• **Selected text**:
Thursday 12 November 2015

Danger List

It would be a mistake to think that the plans for Blacka include the removal of only one or two tree species. The following are all in danger sometimes according to where they are growing.

Birch
Larch
Pine
Oak
Beech
Holly
Sycamore
Rowan

To the trees should be added:

Bracken
Deer*
Foxes*

................. the last two can only at the moment be predicted from a reading between the lines of some of the language used in their management plan and from the activities of their partners in the Sheffield Moors Partnership.

None of the above can feel safe from the destructive forces and twisted logic of local 'conservation'.

This list is almost certainly not complete. We also have to factor in the inevitable removal of Ash due to disease spreading across the country. In fact almost the only trees that are not possible targets for the chain sawing fraternity are Alder and Hawthorn, but even with these I'm not confident.

• **Exercise instructions**:
**1)** Could you reproduce the Blacka danger list word for word, starting with "Danger List" and going on through "they are growing."?
**2)** Can you carry on the Blacka danger list post from the point where it stops?

Data excerpts

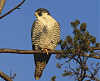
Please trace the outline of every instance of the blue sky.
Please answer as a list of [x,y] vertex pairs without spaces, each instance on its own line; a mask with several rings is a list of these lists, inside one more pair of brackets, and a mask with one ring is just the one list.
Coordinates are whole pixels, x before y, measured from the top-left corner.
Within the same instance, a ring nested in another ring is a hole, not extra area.
[[[2,14],[20,2],[21,0],[7,0]],[[99,3],[99,0],[26,0],[20,9],[16,9],[0,20],[0,48],[32,50],[31,27],[36,19],[34,13],[38,8],[48,9],[52,17],[60,23],[61,39],[64,40],[67,35],[73,37],[70,22],[79,19],[81,23],[87,23],[87,30],[91,35],[97,37],[97,42],[99,42]],[[57,49],[60,49],[59,46]],[[39,81],[50,81],[54,75],[57,76],[56,81],[74,81],[73,78],[62,77],[64,67],[68,64],[64,65],[62,69],[55,67],[56,63],[64,61],[57,60],[55,55],[52,55]],[[91,61],[97,63],[99,60],[91,59],[89,62]],[[36,81],[33,55],[1,53],[0,65],[0,70],[7,75],[10,75],[10,71],[17,73],[14,81]],[[71,66],[74,67],[74,63]]]

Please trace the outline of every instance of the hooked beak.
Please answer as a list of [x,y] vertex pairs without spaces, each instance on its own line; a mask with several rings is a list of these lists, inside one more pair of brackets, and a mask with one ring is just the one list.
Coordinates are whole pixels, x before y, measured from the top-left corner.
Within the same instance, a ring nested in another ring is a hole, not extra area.
[[35,16],[37,16],[37,15],[38,15],[38,13],[37,13],[37,12],[35,12],[35,13],[34,13],[34,15],[35,15]]

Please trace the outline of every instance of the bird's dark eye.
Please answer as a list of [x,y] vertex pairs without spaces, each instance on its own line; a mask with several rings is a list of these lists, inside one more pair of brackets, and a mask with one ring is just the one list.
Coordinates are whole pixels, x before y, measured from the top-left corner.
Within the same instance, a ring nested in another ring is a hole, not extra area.
[[38,11],[38,15],[39,15],[39,16],[42,16],[42,12],[41,12],[41,11]]

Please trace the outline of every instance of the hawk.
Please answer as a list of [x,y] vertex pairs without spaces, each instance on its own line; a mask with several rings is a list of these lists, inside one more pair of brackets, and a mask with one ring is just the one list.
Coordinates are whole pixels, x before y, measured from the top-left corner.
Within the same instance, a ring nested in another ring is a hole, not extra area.
[[[44,8],[36,10],[36,20],[31,29],[33,50],[55,50],[57,42],[60,40],[60,25],[52,18],[49,11]],[[51,54],[34,54],[35,79],[40,79]]]

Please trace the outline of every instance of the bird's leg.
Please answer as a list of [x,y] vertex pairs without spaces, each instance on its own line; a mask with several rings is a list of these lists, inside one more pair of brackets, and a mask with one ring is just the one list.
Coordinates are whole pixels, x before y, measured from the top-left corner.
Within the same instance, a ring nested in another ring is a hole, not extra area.
[[49,54],[47,49],[41,49],[41,50],[42,50],[42,51],[43,51],[43,50],[45,50],[45,51],[46,51],[46,53],[47,53],[47,55]]

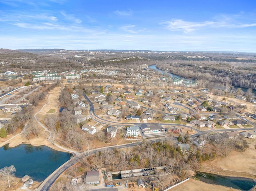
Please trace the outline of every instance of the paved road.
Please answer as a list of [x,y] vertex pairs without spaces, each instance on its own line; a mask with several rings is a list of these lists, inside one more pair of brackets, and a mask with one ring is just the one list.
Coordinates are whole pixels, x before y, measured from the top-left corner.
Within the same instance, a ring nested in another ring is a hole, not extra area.
[[[86,96],[86,95],[84,95],[84,96],[85,98],[87,100],[87,101],[89,104],[90,106],[90,109],[89,110],[89,113],[90,113],[90,115],[91,115],[91,117],[92,117],[94,119],[94,120],[96,120],[96,121],[98,122],[99,123],[102,123],[102,122],[104,123],[105,124],[108,124],[108,123],[111,123],[111,124],[112,124],[113,122],[111,122],[110,121],[108,121],[104,119],[102,119],[100,118],[99,118],[97,116],[97,115],[95,114],[94,110],[94,108],[93,106],[93,105],[92,103],[90,101],[90,100],[88,98],[88,97]],[[216,113],[214,113],[216,114]],[[100,119],[100,120],[99,119]],[[253,128],[244,128],[243,129],[243,130],[251,130],[252,129],[256,129],[256,126],[255,125],[252,123],[250,123],[253,126]],[[122,123],[115,123],[115,124],[118,125],[122,126],[123,125]],[[125,124],[126,125],[127,125],[127,123]],[[134,123],[132,124],[140,124],[141,123]],[[222,129],[222,130],[208,130],[208,131],[200,131],[197,128],[190,127],[190,126],[188,126],[186,125],[182,125],[180,124],[166,124],[166,123],[150,123],[150,124],[160,124],[161,125],[170,125],[170,126],[182,126],[186,127],[189,128],[191,128],[192,129],[194,130],[196,132],[196,133],[194,134],[193,135],[192,135],[190,136],[191,138],[194,138],[195,137],[196,137],[202,133],[206,134],[210,132],[215,132],[215,131],[230,131],[234,130],[241,130],[240,128],[238,129]],[[162,141],[163,140],[169,139],[170,138],[166,137],[166,138],[158,138],[153,139],[147,140],[146,140],[146,141],[149,141],[151,143],[153,142],[156,142],[159,141]],[[121,149],[127,147],[133,147],[137,145],[138,145],[141,144],[141,142],[143,141],[139,141],[137,142],[133,142],[132,143],[129,143],[127,144],[125,144],[123,145],[116,145],[116,146],[110,146],[109,147],[106,147],[102,148],[100,148],[98,149],[94,149],[92,150],[90,150],[90,151],[85,151],[82,153],[79,153],[77,154],[76,155],[71,158],[69,160],[66,162],[64,164],[59,167],[58,169],[57,169],[54,172],[52,173],[52,174],[51,174],[49,177],[46,178],[44,181],[41,184],[40,186],[36,189],[37,191],[48,191],[49,190],[50,187],[55,182],[56,179],[60,175],[65,171],[66,169],[72,166],[74,164],[75,164],[77,162],[78,162],[80,161],[82,158],[84,157],[86,157],[88,156],[94,154],[97,152],[99,151],[103,151],[106,150],[109,150],[109,149],[114,149],[114,148],[116,149]]]

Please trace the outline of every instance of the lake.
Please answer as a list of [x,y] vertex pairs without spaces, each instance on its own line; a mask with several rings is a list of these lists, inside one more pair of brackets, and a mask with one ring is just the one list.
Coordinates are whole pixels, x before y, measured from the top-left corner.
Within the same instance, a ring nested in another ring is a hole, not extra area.
[[241,190],[250,190],[256,185],[256,182],[252,179],[240,177],[230,177],[220,176],[216,174],[202,173],[206,177],[197,173],[196,177],[200,181],[212,184],[218,184]]
[[44,146],[22,144],[10,148],[7,144],[0,148],[0,168],[13,165],[16,168],[16,177],[22,178],[28,175],[34,181],[40,182],[69,160],[72,156]]

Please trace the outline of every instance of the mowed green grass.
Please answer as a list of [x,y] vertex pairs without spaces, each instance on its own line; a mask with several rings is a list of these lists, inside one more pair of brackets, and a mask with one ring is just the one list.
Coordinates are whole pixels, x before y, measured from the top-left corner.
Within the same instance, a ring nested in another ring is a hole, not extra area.
[[51,109],[47,112],[46,112],[47,113],[55,113],[55,109]]

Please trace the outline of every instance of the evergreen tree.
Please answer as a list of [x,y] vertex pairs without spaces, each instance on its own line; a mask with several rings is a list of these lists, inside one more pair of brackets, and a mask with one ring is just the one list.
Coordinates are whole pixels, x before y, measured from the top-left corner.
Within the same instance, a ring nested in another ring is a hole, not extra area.
[[137,113],[136,113],[136,115],[138,115],[139,116],[141,115],[141,112],[140,112],[140,108],[139,108],[139,109],[138,109],[138,111],[137,111]]
[[179,135],[179,136],[178,137],[178,141],[181,143],[182,140],[182,137],[181,136],[181,135],[180,134]]
[[4,138],[7,136],[7,133],[4,128],[1,128],[0,129],[0,137]]
[[100,87],[100,93],[101,93],[102,94],[103,94],[103,89],[104,89],[104,88],[103,87],[103,86],[101,86],[101,87]]

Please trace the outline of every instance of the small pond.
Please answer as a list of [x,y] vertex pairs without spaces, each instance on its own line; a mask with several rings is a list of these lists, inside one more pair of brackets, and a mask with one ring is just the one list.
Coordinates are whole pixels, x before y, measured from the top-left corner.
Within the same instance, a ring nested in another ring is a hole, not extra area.
[[6,144],[0,148],[0,168],[13,165],[16,168],[16,177],[22,178],[27,175],[34,181],[40,182],[72,156],[70,153],[57,151],[44,146],[22,144],[10,148]]
[[218,184],[241,190],[250,190],[256,185],[256,182],[253,179],[240,177],[223,176],[205,173],[197,173],[196,177],[206,183]]

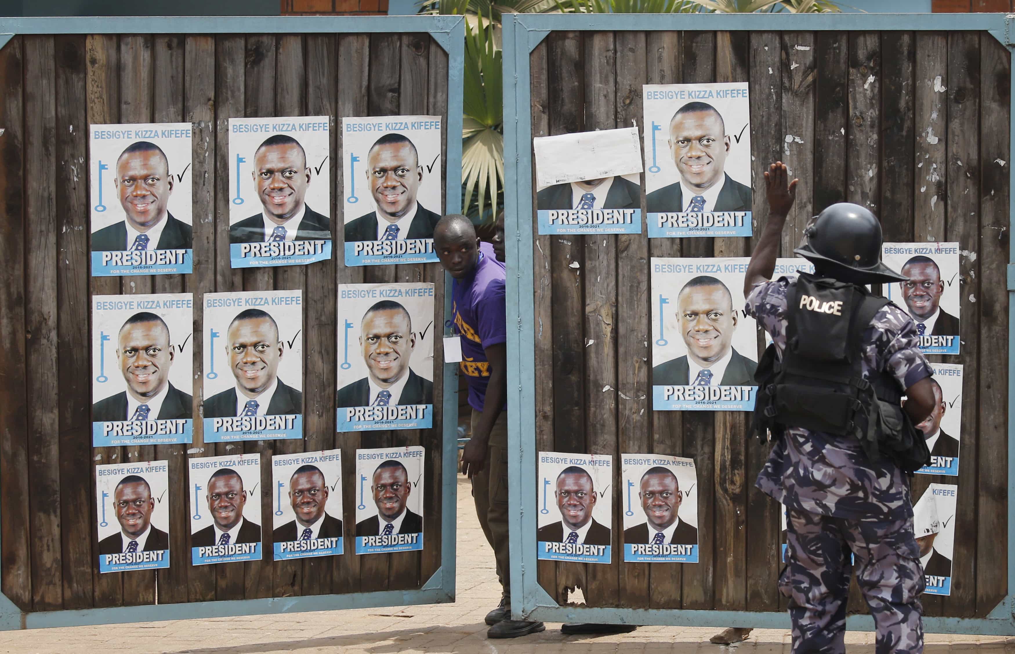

• **Results for the exercise**:
**1)**
Danger List

It would be a mistake to think that the plans for Blacka include the removal of only one or two tree species. The following are all in danger sometimes according to where they are growing.

**2)**
It should be noted that in the case of some trees they might want them to grow in one area but not in others. All amounts to a grotesque top-down rearranging of nature, an exercise for which they are confident of getting funding; and it will have come in one way or another from the public purse. It will also secure a number of their jobs well into the future. But from what we have seen up to now there will be no transparency nor accountability about the process. They consider they have official approval from an ignorant and supine Sheffield Cabinet in a manouevre that comes only just short of corruption.

There's been much talk of rewilding lately. What SRWT and their supporters want is the very antithesis of rewilding. One did not expect rewilding to be part of SRWT's agenda but we did hope that we might get something that acknowledged the value of a wilder landscape. Here it would have been a partly feral landscape developed further from what it is now, its unpredictability being a major part of its appeal. We were right to be alarmed ten years ago at the early signs of prescriptiveness.